*** AVAILABLE RECORDS ***

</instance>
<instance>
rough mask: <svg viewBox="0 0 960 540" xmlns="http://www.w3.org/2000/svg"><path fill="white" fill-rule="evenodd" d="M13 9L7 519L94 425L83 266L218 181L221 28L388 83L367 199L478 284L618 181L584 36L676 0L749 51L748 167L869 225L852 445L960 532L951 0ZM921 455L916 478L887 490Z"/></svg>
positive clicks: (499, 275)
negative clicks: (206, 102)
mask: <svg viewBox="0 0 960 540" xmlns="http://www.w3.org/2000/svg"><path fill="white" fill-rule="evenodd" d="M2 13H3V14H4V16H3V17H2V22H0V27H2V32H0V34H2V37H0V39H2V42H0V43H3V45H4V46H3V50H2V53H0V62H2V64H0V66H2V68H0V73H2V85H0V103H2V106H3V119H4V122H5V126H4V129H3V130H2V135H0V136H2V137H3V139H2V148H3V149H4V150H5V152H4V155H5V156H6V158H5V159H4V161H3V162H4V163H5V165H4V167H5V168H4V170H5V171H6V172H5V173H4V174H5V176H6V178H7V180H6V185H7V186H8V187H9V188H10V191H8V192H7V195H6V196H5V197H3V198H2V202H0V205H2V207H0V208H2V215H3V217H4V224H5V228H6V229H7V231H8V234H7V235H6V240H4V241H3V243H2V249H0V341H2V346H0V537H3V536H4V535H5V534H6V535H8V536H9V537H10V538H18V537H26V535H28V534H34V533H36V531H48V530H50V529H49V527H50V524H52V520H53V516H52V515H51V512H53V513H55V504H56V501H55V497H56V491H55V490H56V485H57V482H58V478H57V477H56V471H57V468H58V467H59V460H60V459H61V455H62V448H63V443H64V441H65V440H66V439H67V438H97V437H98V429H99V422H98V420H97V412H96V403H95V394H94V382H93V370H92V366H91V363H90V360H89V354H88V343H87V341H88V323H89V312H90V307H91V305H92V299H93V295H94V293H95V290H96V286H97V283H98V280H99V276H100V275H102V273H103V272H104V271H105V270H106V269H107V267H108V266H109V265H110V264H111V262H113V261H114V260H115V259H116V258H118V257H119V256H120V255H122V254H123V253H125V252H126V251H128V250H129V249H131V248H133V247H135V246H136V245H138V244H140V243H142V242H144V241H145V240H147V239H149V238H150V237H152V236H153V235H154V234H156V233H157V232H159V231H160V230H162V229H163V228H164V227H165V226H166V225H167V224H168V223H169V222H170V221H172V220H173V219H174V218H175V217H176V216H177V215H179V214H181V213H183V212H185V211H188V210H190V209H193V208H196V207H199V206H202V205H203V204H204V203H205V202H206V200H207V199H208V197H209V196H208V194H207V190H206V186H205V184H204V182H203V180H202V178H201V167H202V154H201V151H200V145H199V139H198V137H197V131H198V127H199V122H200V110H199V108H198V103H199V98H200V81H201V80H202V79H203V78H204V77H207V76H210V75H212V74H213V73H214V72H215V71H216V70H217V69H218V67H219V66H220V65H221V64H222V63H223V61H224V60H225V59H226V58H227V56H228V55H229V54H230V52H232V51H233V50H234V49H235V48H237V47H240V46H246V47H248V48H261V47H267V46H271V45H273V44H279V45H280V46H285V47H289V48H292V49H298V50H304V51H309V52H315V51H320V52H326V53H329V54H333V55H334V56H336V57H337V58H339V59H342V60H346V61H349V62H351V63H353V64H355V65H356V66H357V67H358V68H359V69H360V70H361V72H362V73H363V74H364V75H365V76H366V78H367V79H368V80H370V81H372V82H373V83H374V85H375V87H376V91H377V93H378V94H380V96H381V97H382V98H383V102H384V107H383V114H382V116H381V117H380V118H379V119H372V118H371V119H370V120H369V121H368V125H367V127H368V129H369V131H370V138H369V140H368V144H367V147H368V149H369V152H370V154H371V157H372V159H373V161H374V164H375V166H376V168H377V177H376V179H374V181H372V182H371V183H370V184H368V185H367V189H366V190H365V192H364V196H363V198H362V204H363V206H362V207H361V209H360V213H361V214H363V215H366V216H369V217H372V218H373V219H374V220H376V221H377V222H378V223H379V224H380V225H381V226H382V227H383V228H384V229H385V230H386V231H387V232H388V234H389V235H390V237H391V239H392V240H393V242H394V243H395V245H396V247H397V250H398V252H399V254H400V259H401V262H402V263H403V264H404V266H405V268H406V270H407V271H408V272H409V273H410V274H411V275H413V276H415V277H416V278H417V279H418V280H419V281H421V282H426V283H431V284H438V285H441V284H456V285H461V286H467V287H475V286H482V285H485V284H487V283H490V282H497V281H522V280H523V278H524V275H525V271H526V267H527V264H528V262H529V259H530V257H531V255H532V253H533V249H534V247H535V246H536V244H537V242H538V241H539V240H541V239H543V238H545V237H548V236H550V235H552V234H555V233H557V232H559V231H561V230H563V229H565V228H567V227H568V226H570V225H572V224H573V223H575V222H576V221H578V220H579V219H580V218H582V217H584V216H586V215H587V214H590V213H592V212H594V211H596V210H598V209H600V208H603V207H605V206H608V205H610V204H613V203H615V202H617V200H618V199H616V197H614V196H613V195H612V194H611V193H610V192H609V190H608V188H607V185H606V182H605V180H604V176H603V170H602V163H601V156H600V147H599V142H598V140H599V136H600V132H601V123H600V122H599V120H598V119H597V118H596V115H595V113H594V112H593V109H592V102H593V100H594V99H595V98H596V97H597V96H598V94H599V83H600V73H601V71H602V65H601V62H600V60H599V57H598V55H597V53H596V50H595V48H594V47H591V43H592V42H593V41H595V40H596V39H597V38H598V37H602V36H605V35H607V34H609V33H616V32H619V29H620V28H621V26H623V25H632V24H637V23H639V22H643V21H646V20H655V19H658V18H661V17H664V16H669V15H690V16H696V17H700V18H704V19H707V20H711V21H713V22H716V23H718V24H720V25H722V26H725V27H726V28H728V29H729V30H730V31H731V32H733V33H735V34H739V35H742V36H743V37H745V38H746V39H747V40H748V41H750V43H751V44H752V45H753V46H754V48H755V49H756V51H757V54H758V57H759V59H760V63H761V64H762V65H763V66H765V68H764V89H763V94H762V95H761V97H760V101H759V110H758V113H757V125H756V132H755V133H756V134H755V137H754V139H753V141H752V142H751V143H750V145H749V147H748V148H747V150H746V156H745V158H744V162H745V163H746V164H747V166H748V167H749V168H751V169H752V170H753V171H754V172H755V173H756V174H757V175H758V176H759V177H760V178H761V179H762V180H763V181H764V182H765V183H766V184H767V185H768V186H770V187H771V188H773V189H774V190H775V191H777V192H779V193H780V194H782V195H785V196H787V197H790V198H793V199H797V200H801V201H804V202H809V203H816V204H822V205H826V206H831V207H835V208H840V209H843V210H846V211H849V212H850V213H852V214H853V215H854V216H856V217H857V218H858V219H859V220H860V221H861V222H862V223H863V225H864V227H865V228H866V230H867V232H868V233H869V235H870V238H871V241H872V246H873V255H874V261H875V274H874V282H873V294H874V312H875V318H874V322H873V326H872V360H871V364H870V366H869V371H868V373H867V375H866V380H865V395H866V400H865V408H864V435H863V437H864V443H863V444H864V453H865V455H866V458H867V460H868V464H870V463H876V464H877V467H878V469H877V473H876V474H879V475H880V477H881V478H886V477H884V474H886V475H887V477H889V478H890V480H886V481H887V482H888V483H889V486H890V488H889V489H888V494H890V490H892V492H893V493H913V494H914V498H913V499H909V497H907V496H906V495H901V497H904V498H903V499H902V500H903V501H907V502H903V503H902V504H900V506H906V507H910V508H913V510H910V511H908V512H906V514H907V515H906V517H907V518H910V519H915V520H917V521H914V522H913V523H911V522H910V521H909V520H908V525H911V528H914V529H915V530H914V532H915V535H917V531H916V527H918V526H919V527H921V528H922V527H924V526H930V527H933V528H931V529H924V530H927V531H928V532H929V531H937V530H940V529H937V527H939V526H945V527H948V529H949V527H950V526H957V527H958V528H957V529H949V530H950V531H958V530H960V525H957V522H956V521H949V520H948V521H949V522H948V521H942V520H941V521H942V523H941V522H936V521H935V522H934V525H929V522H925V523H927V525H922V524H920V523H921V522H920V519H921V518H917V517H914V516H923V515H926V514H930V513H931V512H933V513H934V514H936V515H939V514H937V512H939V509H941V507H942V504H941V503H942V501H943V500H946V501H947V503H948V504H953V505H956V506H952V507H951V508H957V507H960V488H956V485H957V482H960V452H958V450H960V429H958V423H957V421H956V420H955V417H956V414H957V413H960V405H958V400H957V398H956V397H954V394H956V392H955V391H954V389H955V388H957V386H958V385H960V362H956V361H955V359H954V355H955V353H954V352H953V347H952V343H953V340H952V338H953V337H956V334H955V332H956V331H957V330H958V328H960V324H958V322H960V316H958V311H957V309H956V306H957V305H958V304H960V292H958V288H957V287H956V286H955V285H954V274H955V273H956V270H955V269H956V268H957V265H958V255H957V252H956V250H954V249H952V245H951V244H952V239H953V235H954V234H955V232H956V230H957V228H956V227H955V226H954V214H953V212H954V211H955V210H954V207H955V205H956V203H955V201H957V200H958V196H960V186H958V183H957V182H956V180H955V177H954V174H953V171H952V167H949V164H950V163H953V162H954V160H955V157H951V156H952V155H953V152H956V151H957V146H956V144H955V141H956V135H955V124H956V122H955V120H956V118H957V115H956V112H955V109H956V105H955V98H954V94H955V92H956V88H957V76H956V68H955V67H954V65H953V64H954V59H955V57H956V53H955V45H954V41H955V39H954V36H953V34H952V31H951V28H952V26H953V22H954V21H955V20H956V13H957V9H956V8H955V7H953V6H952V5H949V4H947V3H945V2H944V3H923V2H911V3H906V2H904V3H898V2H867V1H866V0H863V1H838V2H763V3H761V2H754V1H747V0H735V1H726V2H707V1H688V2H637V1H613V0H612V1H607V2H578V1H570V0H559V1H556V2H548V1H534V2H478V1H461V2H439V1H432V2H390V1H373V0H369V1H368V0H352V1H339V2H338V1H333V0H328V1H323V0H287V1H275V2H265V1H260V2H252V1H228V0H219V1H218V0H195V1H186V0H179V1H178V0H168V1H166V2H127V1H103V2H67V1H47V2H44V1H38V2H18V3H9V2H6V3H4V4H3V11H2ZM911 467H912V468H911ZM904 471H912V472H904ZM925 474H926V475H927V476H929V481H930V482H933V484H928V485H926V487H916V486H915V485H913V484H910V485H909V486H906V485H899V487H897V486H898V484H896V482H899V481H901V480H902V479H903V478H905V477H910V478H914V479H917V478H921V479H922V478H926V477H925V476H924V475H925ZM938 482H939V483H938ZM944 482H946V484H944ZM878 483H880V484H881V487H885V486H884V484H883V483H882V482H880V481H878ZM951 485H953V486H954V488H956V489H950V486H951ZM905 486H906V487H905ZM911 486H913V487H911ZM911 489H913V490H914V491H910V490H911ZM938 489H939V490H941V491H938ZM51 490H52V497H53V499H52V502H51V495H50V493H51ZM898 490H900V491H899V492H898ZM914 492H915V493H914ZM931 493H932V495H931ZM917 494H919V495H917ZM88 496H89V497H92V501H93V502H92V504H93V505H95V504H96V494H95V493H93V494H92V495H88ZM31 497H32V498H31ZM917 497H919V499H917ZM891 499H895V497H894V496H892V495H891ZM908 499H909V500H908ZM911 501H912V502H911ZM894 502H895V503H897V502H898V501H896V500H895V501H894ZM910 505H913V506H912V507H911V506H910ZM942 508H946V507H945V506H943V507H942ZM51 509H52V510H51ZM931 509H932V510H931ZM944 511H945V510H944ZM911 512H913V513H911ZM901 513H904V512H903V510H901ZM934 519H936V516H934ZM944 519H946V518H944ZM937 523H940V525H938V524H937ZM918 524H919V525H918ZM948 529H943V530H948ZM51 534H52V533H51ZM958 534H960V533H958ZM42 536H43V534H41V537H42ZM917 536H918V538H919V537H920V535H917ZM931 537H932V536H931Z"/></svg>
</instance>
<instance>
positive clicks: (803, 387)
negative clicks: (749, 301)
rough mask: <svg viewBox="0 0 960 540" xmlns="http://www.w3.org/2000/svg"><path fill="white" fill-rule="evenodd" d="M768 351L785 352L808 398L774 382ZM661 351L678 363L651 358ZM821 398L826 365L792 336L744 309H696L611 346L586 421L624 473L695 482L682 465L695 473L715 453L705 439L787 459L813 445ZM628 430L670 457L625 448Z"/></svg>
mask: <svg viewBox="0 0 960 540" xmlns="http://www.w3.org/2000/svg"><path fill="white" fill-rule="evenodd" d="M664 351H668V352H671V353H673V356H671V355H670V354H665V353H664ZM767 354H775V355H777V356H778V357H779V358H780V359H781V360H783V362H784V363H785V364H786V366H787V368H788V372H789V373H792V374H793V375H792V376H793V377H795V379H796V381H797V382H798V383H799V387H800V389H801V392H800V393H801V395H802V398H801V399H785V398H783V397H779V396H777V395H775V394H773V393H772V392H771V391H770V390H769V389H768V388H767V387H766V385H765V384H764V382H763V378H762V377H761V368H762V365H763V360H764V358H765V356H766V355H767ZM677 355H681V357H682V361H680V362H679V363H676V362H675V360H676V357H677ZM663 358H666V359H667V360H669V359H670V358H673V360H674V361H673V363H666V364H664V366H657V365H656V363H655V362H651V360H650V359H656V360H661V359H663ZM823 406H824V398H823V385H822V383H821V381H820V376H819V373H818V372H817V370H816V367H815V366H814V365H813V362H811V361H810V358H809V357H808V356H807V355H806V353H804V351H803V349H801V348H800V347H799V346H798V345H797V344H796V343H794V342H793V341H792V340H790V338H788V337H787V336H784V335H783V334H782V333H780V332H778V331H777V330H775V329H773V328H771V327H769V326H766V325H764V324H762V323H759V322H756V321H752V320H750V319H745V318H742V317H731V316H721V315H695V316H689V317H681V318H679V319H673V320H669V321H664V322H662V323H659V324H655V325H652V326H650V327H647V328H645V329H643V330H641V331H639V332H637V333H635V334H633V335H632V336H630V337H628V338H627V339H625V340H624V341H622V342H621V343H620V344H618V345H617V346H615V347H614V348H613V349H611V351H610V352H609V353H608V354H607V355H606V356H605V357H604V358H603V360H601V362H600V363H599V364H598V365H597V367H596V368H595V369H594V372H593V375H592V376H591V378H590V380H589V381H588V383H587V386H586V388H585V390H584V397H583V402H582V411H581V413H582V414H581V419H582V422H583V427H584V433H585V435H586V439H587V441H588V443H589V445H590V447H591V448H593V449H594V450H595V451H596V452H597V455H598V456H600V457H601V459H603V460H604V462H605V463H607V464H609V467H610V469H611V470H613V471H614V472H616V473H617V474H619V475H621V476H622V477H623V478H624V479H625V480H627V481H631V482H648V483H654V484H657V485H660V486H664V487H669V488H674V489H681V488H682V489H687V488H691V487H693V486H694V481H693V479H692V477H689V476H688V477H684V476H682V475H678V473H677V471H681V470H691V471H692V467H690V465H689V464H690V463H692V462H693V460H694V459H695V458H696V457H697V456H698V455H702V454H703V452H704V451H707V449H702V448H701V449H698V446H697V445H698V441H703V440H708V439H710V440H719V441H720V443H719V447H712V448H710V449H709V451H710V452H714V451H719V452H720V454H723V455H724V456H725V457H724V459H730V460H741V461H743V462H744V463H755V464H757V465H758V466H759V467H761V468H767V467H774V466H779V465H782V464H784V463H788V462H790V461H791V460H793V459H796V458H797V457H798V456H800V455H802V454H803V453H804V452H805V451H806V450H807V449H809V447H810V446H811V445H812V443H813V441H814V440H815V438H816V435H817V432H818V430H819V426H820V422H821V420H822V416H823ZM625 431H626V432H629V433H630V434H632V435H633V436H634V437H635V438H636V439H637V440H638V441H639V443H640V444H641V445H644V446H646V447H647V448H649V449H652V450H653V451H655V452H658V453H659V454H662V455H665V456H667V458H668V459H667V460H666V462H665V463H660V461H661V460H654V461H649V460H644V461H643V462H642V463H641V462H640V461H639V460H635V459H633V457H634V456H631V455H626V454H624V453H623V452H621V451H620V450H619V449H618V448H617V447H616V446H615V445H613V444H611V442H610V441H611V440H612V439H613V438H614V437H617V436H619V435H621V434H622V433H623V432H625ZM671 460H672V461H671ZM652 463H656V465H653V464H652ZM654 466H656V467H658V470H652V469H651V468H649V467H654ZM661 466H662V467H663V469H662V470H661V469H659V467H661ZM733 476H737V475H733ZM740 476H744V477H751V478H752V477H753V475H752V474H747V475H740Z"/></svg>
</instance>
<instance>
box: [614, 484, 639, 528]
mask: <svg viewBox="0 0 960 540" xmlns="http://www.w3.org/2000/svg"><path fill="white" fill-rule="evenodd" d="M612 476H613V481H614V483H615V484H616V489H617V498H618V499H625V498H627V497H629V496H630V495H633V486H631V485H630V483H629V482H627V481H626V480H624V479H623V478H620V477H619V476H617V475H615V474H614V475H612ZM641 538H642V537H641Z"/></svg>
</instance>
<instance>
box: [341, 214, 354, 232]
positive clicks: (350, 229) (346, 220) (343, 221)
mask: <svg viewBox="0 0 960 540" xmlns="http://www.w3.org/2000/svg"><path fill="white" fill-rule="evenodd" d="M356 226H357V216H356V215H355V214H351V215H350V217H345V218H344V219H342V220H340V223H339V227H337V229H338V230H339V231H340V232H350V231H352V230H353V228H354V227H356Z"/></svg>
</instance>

*** End of AVAILABLE RECORDS ***

EXERCISE » Could you copy each line of the material that holds "negative"?

ANSWER BOX »
negative clicks: (206, 102)
negative clicks: (749, 301)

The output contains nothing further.